## Potongan Teks
-- -- --
Jalan itu menanjak dan berkelok tajam. Tidak lebar, bertepi lereng curam, semen melapisi permukaannya. Maju sedikit, tampak bangunan pemukiman warga. Di muka jalan sebelah kiri, mushola yang menjadi cikal bakal Masjid Al-Furqon milik Ahmadiyah Kersamaju berdiri.
Sabtu, 30 September 2000, hari sudah malam ketika hampir 600 orang berbondong-bondong menuju mushola. Bukan untuk beribadah, sebab kapasitas ruangnya bahkan tidak dapat menampung seperenam jumlahnya. Mereka datang membawa misi lain. Tangan mereka berbekal obor, bersenjatakan golok.
“Kaluar sia urang gorok, urang sate!” [ “Keluar kalian mau kita gorok dijadiin sate!”]
“Urang paehan soalna darah Ahmadi mah halal.” [“Bakal kita bunuh, soalnya darah Ahmadi halal (buat dibunuh).”]
“Bakar saja! Bakar!”
Obor-obor dalam genggaman, mereka bawa mendekati bangunan. Mushola itu berbentuk rumah panggung dan berdinding anyaman bambu. Tetapi, alih-alih dilahap api, nyala obor justru meredup, lalu padam.
Mati satu tumbuh seribu. Gagal dengan obor, mereka menjajal cara lain. Golok yang belum mengambil peran, disabetkan pada dinding.
-- -- --
## Tugas yang Diberikan A
Salin ulang baris-baris daftar di bawah, mulai dari baris yang memuat "For the inlaid" hingga akhir daftar, termasuk kedua ujungnya, tanpa mengubah apa pun.

[Entri dari sebuah dataset]
-- -- --
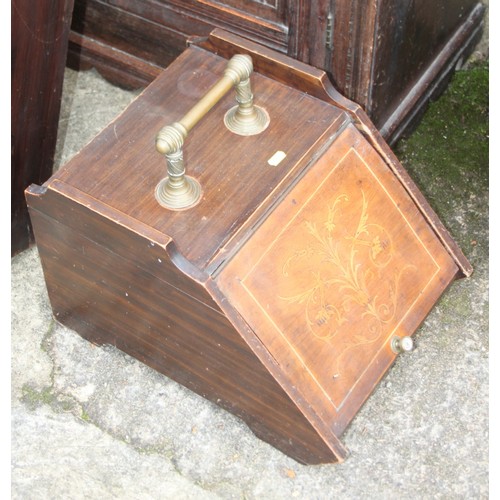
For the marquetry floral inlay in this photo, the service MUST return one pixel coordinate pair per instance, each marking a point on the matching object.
(350, 274)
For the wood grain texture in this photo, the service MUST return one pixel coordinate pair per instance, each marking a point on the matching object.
(278, 295)
(39, 46)
(125, 290)
(345, 263)
(390, 57)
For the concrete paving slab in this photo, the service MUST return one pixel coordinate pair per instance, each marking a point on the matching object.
(92, 422)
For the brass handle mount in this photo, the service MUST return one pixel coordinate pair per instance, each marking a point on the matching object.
(179, 191)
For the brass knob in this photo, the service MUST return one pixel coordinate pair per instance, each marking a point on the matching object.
(402, 344)
(178, 191)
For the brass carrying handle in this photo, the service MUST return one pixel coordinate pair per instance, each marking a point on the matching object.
(178, 191)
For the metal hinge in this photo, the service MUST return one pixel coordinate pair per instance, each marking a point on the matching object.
(329, 31)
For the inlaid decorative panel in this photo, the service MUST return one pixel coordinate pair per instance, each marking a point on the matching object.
(342, 266)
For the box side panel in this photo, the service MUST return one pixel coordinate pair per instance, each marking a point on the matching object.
(109, 298)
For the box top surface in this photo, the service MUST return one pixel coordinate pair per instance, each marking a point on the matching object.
-- -- --
## Tugas yang Diberikan B
Perbarui bagian teks di atas dari "Obor-obor dalam genggaman, mereka" sampai "meredup, lalu padam.", termasuk kedua ujungnya, dengan mengganti "bambu" menjadi "rotan", lalu tuliskan hasilnya.

## Jawaban Tertulis A
For the inlaid decorative panel in this photo, the service MUST return one pixel coordinate pair per instance, each marking a point on the matching object.
(342, 266)
For the box side panel in this photo, the service MUST return one pixel coordinate pair per instance, each marking a point on the matching object.
(109, 298)
For the box top surface in this photo, the service MUST return one pixel coordinate pair per instance, each marking a point on the matching object.

## Jawaban Tertulis B
Obor-obor dalam genggaman, mereka bawa mendekati bangunan. Mushola itu berbentuk rumah panggung dan berdinding anyaman rotan. Tetapi, alih-alih dilahap api, nyala obor justru meredup, lalu padam.